Write the next part of the Henkel and Ecolab agreement text, picking up right after its final sentence.
BEGIN Text block
6.7 Undisclosed Liabilities. The JV Entities have no Liabilities, except
Liabilities (a) adequately provided for in the balance sheet which is
part of the Unaudited Financial Statements as of August 31, 2000, or
(b) which would not, individually or in the aggregate, have a Material
Adverse Effect on the JV Entities, taken as a whole.
6.8 No Material Adverse Change, etc. Since August 31, 2000, the business of
each of the JV Entities has been conducted only in the ordinary and
usual course consistent with past practice, except for matters jointly
approved by Henkel and Ecolab at a meeting of the Board of Directors of
a JV Entity. Since August 31, 2000 the JV Entities, taken as whole,
have not suffered a Material Adverse Effect.
6.9 JV Entities' Assets. The properties and assets owned, leased or
licensed by the JV Entities, together with the Lease Agreement, the
properties transferred or licensed to JV Entities by Henkel under the
Intellectual Property Plan and the services provided JV Entities by
Henkel under the Services Agreements and the Toll Manufacturing
Agreements, shall permit Ecolab immediately after the Closing to
continue to conduct the business of the JV Entities substantially as it
has heretofore been conducted. Except for Xxxxxx'x manufacturing
facilities, the properties covered by the Lease Agreement, and certain
of Xxxxxx'x facilities used to render the services set forth on Exhibit
G hereto, there is no material real or personal property owned by
Henkel or by any of its Affiliates (other than the JV Entities) which
is used or held for use primarily in the operation of the JV Entities.
Except as would not have a Material Adverse Effect on the JV Entities,
taken as a whole, neither Henkel nor any Henkel Entity has received,
written notice of any proceedings, claims or disputes affecting any
material real or leased property which is used or held for use in
connection with the business of the JV Entities that might curtail or
interfere with the use of any such real or leased property. Except as
would not have a Material Adverse Effect on the JV Entities, taken as a
whole, there is no condemnation proceeding, expropriation or other
exercise of power of eminent domain pending or, to the knowledge of
Henkel, threatened which would impair or preclude the use of any
material real or personal property (whether owned, leased or licensed)
by the JV Entities.
6.10 Transactions with Affiliates. The services agreements listed on Exhibit
G the toll manufacturing and supply agreements listed on Exhibit F, and
the lease for Xxxxxx'x training center and laundry facilities
constitute all material agreements or arrangements between Henkel or
any of its Affiliates (other than the JV Entities), on the one hand,
and any JV Entity, on the other hand, in effect as of the date hereof
and, as of the Closing Date, no further such affiliated arrangement
shall exist which has not been approved in writing by Ecolab.
6.11 Investment Representation. Any shares of Ecolab Common Stock delivered
pursuant to this Agreement will be subject to the Amended and Restated
Stockholder's Agreement and are being acquired by Henkel for its own
account and not with a view to the public distribution thereof. Henkel
acknowledges that the sale of the Ecolab Common Stock pursuant to this
Agreement has not been registered under Applicable Laws (including,
without limitation, the Securities Act of 1933, as amended, and any
state, local or foreign securities law) and that the Ecolab Common
Stock may not be Transferred without registration under, pursuant to an
exemption from or in a transaction not subject to, all Applicable Laws.
END Text block
BEGIN Data segment
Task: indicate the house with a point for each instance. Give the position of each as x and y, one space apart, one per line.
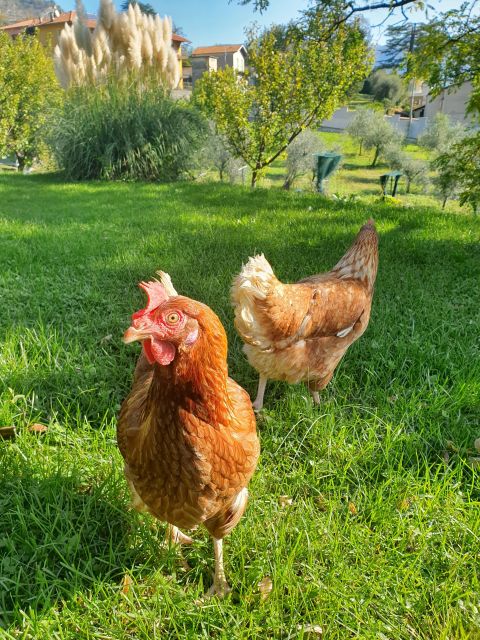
END Data segment
**Result of this task**
6.12 Disclosure. Henkel does not make any representation or warranty
regarding the transactions contemplated by this Agreement, except as
set forth in this Agreement, the other Transaction Documents and the
Amended and Restated Stockholder's Agreement.
ARTICLE VII
7. REPRESENTATIONS AND WARRANTIES OF ECOLAB
Ecolab represents and warrants to Henkel as follows:
7.1. Corporate Organization, etc. Ecolab and each Ecolab Entity existing on
the date hereof is, and each Ecolab Entity organized after the date
hereof will be prior to the Closing Date, a corporation or partnership
duly organized, validly existing and, if relevant, in good standing
under the laws of the jurisdiction of its incorporation or formation,
and each has, and each Ecolab Entity organized after the date hereof
will have prior to the Closing Date, all requisite corporate or
partnership power and authority to own, operate and lease its
respective properties and assets and to conduct its respective
businesses as now conducted and is, and each Ecolab Entity organized
after the date hereof will be prior to the Closing Date, qualified to
do business in each state or other jurisdiction where the nature of its
properties, assets or businesses requires such qualification other than
where the failure to be so qualified would not, individually or in the
aggregate, have a Material Adverse Effect on Ecolab and its
Subsidiaries, taken as a whole.
7.2. Authorization, etc.
(a) Ecolab and each of the Ecolab Entities existing on the date
hereof has, and each Ecolab Entity organized after the date
hereof will have prior to the Closing Date, the full power and
authority to execute, deliver and carry out the terms and
provisions of the Transaction Documents and the Amended and
Restated Stockholder's Agreement to be executed, delivered and
carried out by it and to consummate the transactions contemplated
by the Transaction Documents and the Amended and Restated
Stockholder's Agreement. Ecolab has, and prior to the Closing
Date all Ecolab Entities shall have, taken all necessary
corporate or partnership action to authorize the execution,
delivery and performance of this Agreement. Ecolab and the Ecolab
Entities shall have, prior to the Closing Date, taken all
necessary corporate or partnership action to authorize the
execution, delivery and performance of the other Transaction
Documents and the Amended and Restated Stockholder's Agreement.
This Agreement is, and the other Transaction Documents and the
Amended and Restated Stockholder's Agreement will be, when
executed and delivered, legal, valid and binding agreements of
Ecolab and the appropriate Ecolab Entities, enforceable against
them in accordance with their terms, except to the extent that
(i) such enforceability may be limited by laws of public policy
or bankruptcy, insolvency, reorganization, moratorium or other
similar laws now or hereafter in effect affecting creditors'
rights generally and (ii) the remedy of specific performance and
injunctive and other forms of equitable relief may be subject to
certain equitable defenses and to the discretion of the court
before which any proceedings therefor may be brought.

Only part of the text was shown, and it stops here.